Stored data entries
BEGIN
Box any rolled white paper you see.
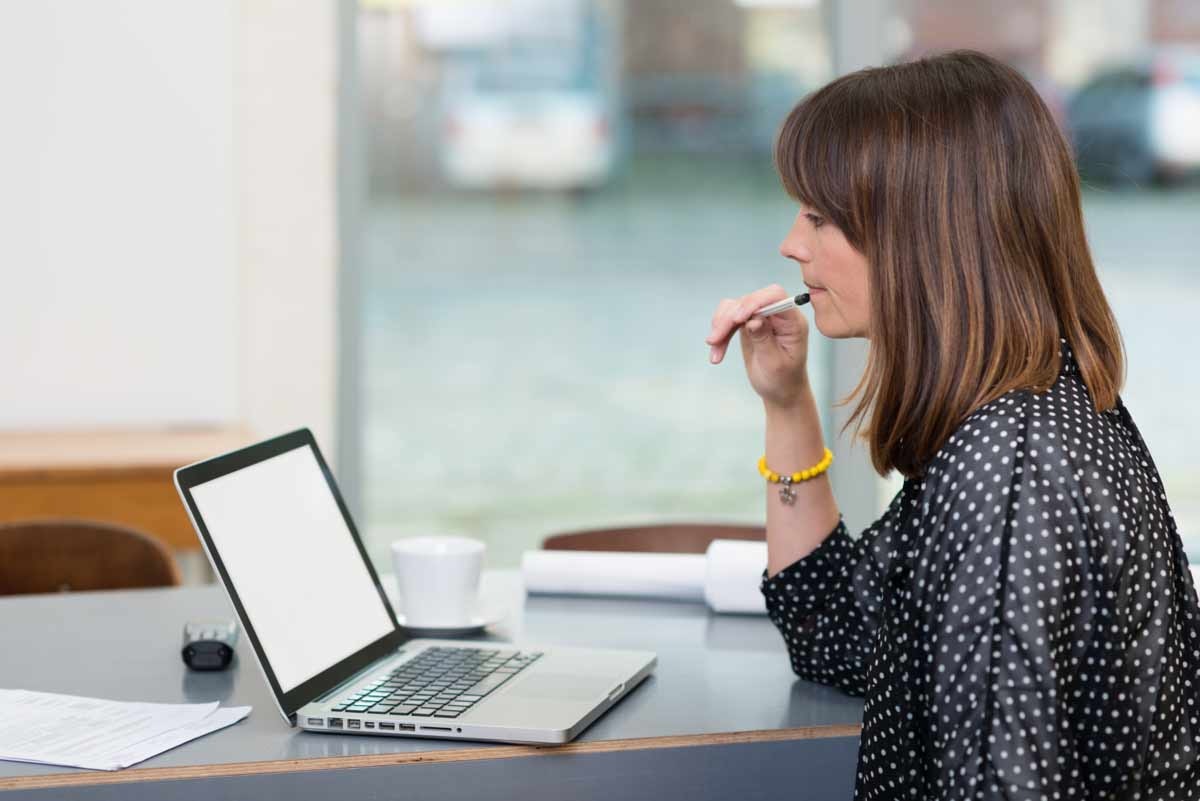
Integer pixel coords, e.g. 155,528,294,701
704,540,767,615
521,550,708,601
521,540,767,615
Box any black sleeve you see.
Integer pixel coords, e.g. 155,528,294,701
761,483,910,695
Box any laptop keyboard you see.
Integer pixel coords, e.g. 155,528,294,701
332,648,541,718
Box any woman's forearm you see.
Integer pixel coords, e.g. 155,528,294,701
766,387,839,576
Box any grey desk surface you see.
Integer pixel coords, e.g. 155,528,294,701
0,571,862,790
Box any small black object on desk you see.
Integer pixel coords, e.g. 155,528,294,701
182,620,238,670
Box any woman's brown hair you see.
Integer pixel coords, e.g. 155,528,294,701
775,50,1124,477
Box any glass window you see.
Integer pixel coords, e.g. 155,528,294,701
360,0,830,566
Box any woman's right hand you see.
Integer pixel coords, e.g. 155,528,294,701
704,284,809,408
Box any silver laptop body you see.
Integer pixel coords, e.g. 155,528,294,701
175,428,656,743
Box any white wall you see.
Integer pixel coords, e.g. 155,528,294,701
0,0,337,451
0,0,238,428
238,0,338,450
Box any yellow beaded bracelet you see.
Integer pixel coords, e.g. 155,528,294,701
758,448,833,506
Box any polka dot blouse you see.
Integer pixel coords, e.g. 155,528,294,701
762,342,1200,801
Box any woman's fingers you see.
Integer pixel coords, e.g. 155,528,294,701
704,284,787,352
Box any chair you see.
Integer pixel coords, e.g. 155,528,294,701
541,523,767,554
0,520,180,595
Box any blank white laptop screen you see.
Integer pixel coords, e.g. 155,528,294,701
192,445,392,692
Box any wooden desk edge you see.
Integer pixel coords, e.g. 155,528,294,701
0,724,863,790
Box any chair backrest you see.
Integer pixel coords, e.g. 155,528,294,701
541,523,767,554
0,520,180,595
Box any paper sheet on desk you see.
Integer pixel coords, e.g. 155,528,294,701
0,689,251,770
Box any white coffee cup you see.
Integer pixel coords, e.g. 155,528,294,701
391,536,487,628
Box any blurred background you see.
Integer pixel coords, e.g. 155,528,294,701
0,0,1200,577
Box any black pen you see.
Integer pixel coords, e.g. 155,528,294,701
750,293,809,318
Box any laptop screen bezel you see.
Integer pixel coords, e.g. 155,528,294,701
175,428,408,719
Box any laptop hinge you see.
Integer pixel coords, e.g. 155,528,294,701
314,648,404,717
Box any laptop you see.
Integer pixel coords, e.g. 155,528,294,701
175,428,656,743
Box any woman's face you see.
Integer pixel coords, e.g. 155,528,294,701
779,204,871,339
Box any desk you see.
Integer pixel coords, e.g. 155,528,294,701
0,571,862,801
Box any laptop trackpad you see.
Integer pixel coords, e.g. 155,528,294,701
508,673,620,701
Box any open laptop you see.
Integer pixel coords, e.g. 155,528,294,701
175,428,656,743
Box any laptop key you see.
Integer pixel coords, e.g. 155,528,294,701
468,674,509,695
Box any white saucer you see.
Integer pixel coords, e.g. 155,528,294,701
396,607,504,637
END
(Short problem): Reproduce every one of the records above word for word, leaving out the pictures.

(Task result):
Box any rolled white paper you see.
Integer pixel coords, e.g. 155,528,294,701
704,540,767,615
521,550,708,601
521,540,767,615
Box any black sleeve you see.
Integer pixel coords, e.g. 155,528,294,701
761,483,910,695
Box any laptop keyboard you see.
Integer pixel coords, e.g. 155,528,294,701
332,648,541,718
Box any woman's forearm you see.
Integer pixel coords, e.g. 155,528,294,701
766,387,839,576
Box any grey desk surface you see.
Integer pixel coords, e.g. 155,528,294,701
0,571,862,790
Box any small black object on desk you see.
Integer pixel coords, e.g. 155,528,294,701
182,620,238,670
Box any woman's brown hair you see.
Integer pixel coords, e.g. 155,528,294,701
775,50,1124,477
Box any glass window you see.
Integer pixel coords, e.g. 155,528,294,701
360,0,830,566
Box any woman's right hand you see.
Integer pixel coords, e.g. 155,528,294,701
704,284,809,408
Box any silver laptop body you see.
Integer pixel coords, e.g. 155,528,294,701
175,428,656,743
Box any white wall you see.
Integer pixel coords, e.g. 155,528,294,701
0,0,337,451
0,0,238,428
238,0,338,450
Box any yellow beaded bracelet you see.
Integer pixel coords, e.g. 155,528,294,701
758,448,833,506
Box any polka dot blouse you see.
Integer pixel coords, e.g. 155,528,294,701
762,342,1200,801
Box any woman's fingers you see.
Integer pixel coords, e.g. 155,528,294,701
704,284,787,352
Box any chair you see.
Integer pixel coords, e.g. 155,528,294,701
541,523,767,554
0,520,180,595
Box any blank white laptop screen you see.
Integer pixel coords, e.g. 155,528,294,701
192,445,392,692
Box any wooden desk edge you see.
Integer pixel coords, e.g. 155,528,294,701
0,724,863,790
Box any chair backrest you see.
Integer pixel coords, e.g. 155,528,294,701
541,523,767,554
0,520,180,595
Box any paper sheet on desk you see.
Integer pixel coords, e.g. 155,528,294,701
0,689,251,770
Box any white coffee cup you see.
Integer pixel coords, e.g. 155,528,294,701
391,536,487,628
Box any blurred background you see.
Integer pixel coords, e.g. 155,528,294,701
0,0,1200,577
Box any black pen you see.
Integer pixel coords, e.g. 155,528,294,701
750,293,809,318
Box any laptop screen bezel you see.
Integer pixel coords, e.g. 155,528,294,701
175,428,408,719
Box any laptop hinge you see.
Integer pixel coords, e.g. 155,528,294,701
314,648,404,717
Box any laptop you see.
Integer pixel coords, e.g. 155,528,294,701
175,428,656,743
Box any woman's face you see.
Integer pixel coords, e.g. 155,528,294,701
779,204,871,339
Box any desk you see.
Integer pixel coords, e.g. 155,528,294,701
0,571,862,801
Box any laptop trackpad you see.
Integer pixel coords, e.g. 155,528,294,701
508,673,620,701
Box any open laptop you see.
Integer pixel coords, e.g. 155,528,294,701
175,428,656,743
Box any laptop key you see.
Integer pixel coords, e.g. 155,528,294,701
468,674,509,695
Box any white saucer you see.
Integer pixel coords, e.g. 155,528,294,701
396,607,504,637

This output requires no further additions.